TO DO.
Return only the number of lines in the data below where the word "brown" appears.

SUPPLIED ENTRIES.
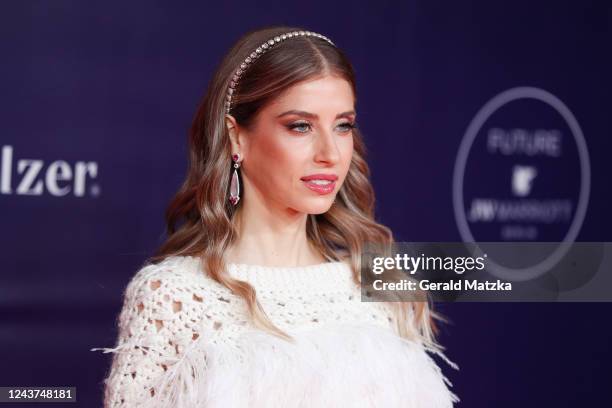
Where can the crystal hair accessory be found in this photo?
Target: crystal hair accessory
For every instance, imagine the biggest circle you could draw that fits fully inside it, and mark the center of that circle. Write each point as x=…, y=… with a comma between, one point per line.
x=235, y=182
x=259, y=51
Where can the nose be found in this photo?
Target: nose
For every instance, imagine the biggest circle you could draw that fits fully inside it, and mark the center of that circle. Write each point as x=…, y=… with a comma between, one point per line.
x=326, y=148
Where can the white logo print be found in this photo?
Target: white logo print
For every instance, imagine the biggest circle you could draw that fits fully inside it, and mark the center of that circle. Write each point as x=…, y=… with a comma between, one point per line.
x=522, y=178
x=59, y=178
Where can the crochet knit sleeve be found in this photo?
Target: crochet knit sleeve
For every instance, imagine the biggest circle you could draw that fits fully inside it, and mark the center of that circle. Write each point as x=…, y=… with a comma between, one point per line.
x=163, y=313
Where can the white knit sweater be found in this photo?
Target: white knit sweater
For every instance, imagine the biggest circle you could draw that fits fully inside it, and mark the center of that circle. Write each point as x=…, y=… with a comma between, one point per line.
x=186, y=341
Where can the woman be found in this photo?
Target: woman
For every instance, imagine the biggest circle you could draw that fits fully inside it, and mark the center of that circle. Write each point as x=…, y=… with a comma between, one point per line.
x=254, y=299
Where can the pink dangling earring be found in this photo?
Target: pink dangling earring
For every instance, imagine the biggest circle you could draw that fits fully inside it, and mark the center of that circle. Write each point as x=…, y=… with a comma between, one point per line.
x=235, y=183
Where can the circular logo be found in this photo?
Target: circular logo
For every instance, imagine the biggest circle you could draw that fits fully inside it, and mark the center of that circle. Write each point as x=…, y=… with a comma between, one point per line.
x=522, y=173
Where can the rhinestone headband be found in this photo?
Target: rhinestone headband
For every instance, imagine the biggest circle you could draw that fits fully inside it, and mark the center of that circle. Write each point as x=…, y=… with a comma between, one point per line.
x=258, y=52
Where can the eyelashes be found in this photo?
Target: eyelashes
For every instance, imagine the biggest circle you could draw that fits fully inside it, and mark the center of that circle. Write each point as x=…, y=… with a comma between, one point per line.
x=348, y=126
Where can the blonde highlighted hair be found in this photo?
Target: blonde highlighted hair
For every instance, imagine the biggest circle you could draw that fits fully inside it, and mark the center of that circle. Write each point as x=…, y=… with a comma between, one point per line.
x=200, y=220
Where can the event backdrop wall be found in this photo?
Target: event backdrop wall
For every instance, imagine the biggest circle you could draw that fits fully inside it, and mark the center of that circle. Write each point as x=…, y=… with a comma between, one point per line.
x=505, y=102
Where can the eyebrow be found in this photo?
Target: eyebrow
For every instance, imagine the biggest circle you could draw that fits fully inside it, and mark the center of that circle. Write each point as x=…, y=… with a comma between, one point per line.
x=313, y=115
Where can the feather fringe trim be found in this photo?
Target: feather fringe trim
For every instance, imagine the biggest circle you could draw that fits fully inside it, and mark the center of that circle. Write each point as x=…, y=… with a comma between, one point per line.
x=330, y=365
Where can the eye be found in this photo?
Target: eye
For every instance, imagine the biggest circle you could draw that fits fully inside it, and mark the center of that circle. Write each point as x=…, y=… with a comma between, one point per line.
x=299, y=126
x=347, y=126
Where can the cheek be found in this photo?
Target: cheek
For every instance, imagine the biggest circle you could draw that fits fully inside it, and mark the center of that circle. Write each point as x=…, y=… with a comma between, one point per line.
x=274, y=163
x=346, y=151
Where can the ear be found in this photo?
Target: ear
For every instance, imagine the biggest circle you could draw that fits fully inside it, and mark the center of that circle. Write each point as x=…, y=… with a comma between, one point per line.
x=234, y=134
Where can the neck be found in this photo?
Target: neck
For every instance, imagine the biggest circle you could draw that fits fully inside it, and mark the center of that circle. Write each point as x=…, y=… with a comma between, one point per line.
x=271, y=237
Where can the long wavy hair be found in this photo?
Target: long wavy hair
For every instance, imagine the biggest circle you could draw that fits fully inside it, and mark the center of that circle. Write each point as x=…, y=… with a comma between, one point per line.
x=200, y=220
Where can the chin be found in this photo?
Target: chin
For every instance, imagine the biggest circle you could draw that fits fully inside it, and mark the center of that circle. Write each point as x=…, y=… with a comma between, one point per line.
x=318, y=205
x=322, y=206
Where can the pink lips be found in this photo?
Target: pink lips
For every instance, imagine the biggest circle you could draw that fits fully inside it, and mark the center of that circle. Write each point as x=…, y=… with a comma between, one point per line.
x=320, y=188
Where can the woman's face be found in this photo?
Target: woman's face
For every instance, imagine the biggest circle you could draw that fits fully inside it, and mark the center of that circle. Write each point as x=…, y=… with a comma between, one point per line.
x=298, y=152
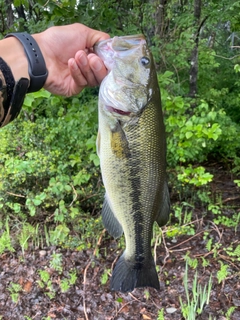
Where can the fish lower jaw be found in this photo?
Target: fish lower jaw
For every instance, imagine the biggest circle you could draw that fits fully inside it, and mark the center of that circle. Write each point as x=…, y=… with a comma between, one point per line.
x=118, y=111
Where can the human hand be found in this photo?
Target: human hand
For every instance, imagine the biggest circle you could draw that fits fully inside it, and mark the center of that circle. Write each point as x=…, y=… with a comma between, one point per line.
x=71, y=65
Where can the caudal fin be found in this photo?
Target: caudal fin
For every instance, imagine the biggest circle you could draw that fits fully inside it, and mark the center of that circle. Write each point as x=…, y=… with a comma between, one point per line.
x=128, y=275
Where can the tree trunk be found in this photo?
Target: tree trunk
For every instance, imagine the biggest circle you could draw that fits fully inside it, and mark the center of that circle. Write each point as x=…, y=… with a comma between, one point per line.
x=10, y=17
x=159, y=17
x=193, y=73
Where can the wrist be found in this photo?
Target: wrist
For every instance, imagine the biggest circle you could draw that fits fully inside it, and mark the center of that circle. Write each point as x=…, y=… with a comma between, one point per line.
x=36, y=63
x=19, y=66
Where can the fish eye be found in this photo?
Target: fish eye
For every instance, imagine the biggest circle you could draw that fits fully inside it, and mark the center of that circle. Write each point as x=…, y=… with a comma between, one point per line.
x=145, y=61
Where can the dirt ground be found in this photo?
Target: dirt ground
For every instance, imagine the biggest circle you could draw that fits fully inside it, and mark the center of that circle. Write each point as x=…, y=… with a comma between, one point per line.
x=88, y=298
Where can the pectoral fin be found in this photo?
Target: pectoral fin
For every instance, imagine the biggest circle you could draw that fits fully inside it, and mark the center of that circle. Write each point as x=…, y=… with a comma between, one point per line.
x=119, y=143
x=110, y=221
x=164, y=211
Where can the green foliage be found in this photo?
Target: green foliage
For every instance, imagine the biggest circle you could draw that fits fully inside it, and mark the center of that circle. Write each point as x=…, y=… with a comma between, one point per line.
x=199, y=298
x=160, y=315
x=14, y=289
x=223, y=272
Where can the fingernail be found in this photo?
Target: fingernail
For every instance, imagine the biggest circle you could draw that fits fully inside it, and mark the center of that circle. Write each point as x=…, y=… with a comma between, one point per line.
x=83, y=60
x=97, y=65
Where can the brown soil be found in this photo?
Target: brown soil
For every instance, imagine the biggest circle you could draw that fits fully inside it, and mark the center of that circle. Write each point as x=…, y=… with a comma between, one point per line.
x=89, y=299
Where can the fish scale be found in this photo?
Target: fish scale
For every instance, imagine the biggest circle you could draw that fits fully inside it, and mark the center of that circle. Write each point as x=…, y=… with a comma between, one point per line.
x=132, y=150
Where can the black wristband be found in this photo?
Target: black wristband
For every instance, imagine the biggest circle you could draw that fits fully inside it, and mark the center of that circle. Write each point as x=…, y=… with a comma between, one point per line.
x=36, y=65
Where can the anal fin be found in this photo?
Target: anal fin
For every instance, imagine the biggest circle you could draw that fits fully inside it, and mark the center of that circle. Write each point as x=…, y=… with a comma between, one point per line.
x=164, y=211
x=110, y=222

REPLY TO THE EXERCISE.
2